### Data in this exercise

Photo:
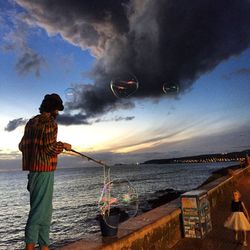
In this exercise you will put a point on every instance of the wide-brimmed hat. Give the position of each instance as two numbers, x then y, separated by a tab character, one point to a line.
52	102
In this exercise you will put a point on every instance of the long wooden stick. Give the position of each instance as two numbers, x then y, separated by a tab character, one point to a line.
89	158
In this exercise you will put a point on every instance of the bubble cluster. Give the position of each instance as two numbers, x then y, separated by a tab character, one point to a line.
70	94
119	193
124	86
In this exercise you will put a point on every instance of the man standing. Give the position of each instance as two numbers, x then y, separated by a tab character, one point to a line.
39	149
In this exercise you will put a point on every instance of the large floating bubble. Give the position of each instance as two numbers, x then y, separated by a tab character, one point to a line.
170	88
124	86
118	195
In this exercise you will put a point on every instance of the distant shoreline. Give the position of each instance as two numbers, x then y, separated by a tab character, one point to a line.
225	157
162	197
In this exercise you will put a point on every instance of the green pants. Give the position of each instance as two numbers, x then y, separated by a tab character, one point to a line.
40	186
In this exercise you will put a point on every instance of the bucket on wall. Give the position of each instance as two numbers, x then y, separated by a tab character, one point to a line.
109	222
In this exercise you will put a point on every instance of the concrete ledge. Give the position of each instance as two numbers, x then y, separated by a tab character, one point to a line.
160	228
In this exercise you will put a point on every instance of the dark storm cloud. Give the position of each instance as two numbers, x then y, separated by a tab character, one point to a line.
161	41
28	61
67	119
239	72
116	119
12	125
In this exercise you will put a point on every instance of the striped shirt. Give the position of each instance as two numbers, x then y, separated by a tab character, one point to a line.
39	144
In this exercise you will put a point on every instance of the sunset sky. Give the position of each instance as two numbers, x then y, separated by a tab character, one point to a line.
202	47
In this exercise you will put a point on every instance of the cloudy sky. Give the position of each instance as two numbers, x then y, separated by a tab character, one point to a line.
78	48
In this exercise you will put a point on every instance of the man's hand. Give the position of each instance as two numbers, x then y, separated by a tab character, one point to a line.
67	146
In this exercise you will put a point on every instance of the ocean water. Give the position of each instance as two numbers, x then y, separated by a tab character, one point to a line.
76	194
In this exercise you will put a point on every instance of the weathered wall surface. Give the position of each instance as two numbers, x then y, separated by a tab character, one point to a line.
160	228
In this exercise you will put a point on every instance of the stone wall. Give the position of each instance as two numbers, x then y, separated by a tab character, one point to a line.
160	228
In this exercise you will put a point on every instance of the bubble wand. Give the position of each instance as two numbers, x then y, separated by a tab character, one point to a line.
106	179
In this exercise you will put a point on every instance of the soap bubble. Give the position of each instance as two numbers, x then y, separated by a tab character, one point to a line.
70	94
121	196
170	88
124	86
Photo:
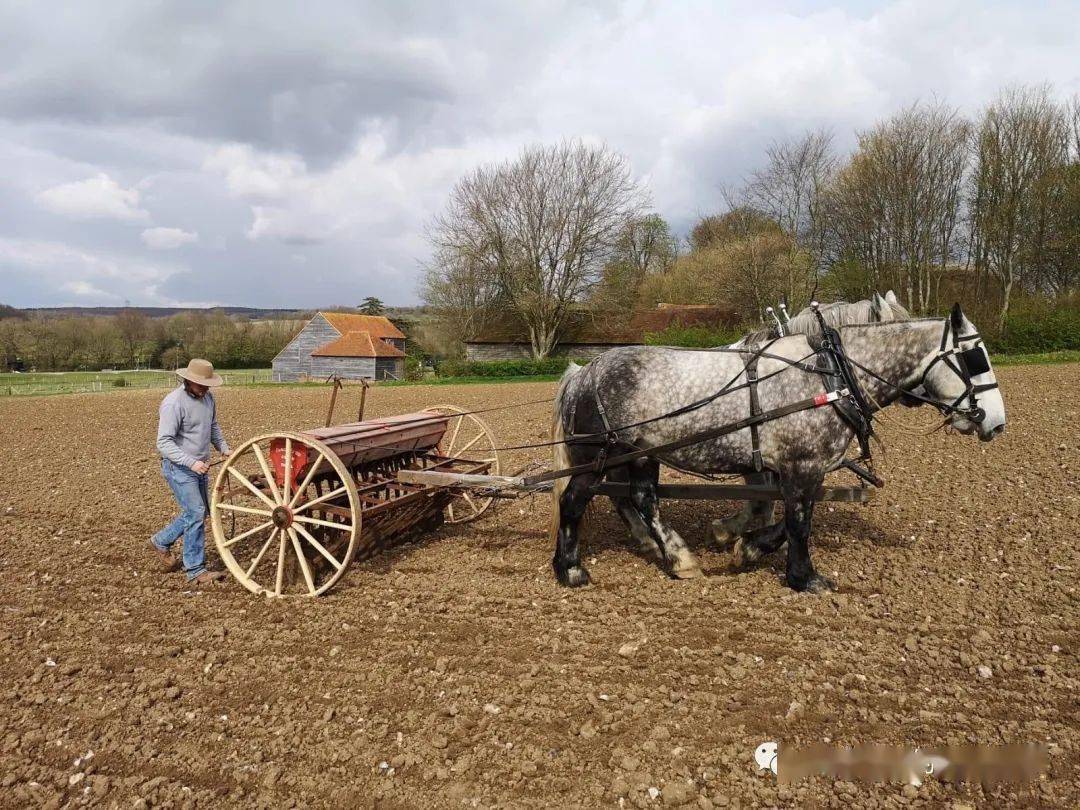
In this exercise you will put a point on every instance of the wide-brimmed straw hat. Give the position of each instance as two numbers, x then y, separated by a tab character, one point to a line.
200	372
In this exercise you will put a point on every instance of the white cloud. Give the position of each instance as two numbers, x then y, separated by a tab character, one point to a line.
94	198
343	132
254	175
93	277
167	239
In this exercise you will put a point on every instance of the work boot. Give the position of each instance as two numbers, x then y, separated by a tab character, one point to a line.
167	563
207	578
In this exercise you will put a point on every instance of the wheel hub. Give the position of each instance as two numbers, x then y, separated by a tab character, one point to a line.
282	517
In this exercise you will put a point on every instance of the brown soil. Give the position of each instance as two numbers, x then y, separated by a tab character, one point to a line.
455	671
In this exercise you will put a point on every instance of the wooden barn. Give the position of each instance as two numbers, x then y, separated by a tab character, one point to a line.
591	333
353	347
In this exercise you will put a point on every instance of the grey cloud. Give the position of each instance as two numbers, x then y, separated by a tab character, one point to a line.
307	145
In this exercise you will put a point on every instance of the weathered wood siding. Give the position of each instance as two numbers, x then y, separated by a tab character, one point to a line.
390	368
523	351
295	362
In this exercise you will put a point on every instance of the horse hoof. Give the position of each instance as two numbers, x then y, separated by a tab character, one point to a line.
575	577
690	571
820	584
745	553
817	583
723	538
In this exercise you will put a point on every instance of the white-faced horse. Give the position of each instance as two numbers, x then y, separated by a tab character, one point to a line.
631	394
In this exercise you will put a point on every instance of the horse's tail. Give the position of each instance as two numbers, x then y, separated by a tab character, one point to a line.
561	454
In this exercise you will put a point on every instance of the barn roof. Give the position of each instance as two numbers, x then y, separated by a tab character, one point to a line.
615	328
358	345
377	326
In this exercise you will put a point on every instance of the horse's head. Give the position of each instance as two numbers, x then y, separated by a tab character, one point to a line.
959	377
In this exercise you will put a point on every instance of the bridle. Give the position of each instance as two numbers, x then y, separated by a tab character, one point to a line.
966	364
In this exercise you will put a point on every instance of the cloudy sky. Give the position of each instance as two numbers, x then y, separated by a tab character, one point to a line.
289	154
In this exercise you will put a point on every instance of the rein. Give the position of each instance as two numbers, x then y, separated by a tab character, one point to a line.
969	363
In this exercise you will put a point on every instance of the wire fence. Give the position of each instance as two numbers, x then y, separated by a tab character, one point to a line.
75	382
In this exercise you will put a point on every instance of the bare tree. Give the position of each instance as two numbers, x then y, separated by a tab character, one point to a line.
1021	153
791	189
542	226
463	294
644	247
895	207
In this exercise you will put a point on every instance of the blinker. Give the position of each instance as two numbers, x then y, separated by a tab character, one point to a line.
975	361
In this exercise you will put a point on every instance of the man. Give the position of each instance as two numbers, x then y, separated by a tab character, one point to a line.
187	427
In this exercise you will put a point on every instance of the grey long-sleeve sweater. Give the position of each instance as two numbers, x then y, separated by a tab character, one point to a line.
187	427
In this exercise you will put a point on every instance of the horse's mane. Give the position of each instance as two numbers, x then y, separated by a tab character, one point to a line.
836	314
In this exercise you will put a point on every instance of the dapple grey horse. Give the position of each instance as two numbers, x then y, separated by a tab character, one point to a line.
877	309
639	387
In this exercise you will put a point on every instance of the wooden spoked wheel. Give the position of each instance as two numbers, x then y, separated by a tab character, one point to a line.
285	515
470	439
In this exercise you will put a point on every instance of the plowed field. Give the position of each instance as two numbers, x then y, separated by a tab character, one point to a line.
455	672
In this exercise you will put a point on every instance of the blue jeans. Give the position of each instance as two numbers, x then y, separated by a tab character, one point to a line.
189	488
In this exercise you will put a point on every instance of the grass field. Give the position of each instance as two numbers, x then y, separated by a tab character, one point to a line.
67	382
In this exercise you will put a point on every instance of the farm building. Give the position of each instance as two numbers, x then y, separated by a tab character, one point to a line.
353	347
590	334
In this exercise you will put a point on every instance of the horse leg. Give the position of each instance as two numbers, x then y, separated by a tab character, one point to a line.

######
### Data in this exercise

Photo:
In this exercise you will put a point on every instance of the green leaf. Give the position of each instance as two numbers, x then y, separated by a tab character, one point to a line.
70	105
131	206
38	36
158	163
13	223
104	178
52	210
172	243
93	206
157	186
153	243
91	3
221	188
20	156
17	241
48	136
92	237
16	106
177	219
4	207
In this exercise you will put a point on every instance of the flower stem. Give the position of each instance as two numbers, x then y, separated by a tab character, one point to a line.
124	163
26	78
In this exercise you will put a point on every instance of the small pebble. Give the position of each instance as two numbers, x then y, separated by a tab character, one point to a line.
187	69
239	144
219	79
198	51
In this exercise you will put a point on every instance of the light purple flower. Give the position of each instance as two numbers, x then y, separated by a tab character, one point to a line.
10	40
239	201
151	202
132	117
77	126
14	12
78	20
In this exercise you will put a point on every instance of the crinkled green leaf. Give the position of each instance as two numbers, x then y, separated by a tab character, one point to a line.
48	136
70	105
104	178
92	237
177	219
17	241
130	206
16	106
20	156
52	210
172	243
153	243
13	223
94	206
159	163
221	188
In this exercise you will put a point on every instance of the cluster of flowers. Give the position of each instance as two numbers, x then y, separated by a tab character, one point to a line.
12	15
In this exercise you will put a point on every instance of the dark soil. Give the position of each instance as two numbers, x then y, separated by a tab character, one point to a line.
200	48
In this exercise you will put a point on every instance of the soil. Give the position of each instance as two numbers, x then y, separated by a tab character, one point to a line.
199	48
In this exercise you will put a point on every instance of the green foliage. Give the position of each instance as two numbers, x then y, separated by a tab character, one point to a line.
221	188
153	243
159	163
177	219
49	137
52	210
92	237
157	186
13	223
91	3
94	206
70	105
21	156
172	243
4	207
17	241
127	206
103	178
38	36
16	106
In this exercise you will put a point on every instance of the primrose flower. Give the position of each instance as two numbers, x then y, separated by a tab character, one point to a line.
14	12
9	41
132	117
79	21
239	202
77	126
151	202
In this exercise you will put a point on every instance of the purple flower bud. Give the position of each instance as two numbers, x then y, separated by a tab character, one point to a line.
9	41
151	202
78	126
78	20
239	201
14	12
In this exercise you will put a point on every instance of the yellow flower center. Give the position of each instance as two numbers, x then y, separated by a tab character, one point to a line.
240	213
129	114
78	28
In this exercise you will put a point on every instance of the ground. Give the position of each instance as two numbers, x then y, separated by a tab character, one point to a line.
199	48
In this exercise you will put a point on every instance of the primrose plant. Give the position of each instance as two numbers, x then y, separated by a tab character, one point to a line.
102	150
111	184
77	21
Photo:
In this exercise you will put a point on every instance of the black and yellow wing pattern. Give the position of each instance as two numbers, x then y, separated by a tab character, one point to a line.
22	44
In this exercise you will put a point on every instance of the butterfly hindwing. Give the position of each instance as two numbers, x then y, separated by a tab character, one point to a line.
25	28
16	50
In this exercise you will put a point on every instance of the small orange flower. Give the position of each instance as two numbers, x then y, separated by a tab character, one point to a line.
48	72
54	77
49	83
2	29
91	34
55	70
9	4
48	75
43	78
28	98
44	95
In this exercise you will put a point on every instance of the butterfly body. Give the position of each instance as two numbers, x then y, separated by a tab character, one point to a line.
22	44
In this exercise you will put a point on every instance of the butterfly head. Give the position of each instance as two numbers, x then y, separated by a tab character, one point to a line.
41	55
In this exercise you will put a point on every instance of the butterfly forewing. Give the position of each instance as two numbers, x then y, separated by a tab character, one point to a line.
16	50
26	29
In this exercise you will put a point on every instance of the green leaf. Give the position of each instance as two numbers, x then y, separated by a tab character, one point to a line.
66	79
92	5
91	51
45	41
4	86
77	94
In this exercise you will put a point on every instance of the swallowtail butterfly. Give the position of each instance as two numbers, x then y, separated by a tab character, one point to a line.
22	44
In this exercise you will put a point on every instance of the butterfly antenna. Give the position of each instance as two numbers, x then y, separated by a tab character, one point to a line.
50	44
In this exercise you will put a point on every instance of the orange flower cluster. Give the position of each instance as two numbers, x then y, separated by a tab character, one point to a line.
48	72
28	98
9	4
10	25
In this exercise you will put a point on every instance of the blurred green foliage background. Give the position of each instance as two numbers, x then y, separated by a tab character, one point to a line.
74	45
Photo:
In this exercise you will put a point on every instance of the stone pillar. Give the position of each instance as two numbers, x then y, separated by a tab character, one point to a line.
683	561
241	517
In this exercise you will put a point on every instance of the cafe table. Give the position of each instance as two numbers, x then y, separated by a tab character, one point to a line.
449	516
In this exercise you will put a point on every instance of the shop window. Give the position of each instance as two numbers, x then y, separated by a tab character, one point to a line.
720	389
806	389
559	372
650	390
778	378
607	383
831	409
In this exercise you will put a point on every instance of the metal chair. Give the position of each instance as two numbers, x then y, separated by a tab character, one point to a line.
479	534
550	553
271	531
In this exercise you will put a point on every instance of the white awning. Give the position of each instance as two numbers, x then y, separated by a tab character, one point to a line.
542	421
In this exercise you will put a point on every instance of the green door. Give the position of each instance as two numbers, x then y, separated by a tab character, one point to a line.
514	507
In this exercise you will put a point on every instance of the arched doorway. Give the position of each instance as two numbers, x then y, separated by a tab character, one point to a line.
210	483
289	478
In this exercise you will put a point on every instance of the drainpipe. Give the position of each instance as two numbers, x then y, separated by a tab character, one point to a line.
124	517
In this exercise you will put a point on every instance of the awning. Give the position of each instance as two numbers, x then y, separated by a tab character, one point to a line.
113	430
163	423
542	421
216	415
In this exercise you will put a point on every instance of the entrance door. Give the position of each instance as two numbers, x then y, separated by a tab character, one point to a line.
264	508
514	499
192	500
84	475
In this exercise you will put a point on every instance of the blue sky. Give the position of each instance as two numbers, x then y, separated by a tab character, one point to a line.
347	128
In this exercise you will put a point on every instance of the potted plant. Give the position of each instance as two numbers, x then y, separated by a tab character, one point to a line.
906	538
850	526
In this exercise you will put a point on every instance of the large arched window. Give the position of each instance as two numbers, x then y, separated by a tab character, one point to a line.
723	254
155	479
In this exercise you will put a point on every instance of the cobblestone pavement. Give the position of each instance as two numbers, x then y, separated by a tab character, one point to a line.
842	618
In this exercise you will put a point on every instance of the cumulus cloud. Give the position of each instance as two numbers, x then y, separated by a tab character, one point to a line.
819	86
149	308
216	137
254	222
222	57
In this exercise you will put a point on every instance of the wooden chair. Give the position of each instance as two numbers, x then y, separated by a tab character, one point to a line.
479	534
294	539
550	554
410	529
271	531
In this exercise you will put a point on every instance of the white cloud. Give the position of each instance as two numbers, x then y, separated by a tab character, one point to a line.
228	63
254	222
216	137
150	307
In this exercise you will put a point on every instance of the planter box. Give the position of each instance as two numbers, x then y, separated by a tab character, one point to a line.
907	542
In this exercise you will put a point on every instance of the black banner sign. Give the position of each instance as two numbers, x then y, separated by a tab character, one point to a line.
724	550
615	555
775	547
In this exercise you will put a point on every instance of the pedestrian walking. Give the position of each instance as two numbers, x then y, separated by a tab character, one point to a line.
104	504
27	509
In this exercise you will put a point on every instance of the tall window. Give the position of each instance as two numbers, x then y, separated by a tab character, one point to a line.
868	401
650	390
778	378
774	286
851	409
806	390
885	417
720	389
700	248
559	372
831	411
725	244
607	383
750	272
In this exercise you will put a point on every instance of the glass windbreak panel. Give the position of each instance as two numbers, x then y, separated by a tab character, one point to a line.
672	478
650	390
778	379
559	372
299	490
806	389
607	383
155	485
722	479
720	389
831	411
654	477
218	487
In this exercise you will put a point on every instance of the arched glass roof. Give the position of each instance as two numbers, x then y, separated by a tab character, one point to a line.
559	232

######
### Data in this exercise

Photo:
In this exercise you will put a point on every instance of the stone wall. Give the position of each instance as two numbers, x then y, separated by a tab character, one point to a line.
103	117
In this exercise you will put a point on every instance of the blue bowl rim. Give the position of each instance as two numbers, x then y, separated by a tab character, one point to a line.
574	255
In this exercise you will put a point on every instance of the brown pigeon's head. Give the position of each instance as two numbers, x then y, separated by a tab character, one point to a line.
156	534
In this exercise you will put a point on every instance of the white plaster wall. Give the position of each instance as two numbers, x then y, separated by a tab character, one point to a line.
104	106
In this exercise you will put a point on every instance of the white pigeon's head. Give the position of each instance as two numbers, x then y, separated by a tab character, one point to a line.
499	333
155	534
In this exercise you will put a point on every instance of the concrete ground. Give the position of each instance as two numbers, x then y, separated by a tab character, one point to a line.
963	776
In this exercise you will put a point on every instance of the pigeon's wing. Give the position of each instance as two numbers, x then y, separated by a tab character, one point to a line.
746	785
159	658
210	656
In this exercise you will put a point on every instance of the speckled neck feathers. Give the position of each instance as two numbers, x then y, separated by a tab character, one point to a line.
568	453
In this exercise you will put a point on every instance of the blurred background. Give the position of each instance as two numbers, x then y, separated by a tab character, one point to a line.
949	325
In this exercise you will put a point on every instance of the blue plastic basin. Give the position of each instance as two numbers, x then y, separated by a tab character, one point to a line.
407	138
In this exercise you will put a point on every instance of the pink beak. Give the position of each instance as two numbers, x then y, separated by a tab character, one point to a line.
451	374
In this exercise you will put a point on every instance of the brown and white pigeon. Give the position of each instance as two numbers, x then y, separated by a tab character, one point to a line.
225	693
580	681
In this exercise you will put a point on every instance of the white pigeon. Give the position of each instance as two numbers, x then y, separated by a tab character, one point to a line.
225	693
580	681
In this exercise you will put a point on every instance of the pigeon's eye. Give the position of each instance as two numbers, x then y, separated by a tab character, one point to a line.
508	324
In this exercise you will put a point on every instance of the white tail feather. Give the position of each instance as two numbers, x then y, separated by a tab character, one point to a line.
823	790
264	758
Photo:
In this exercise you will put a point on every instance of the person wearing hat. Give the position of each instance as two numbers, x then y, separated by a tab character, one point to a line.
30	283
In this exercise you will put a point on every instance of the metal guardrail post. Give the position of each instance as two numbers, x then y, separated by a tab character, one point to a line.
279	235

######

◆ Problem details:
Pull out every line in the rows that contains the word "large".

◆ Response:
In this exercise you will put a point on every instance of the large floating bubble. Give the position of each instance as two numbers, x then y, separated by a tab character, one point to a line.
In this exercise you will put a point on every instance of the large arched window. Give the position of each instance as two numbers, x then y, separated by a tab character, one point to a line.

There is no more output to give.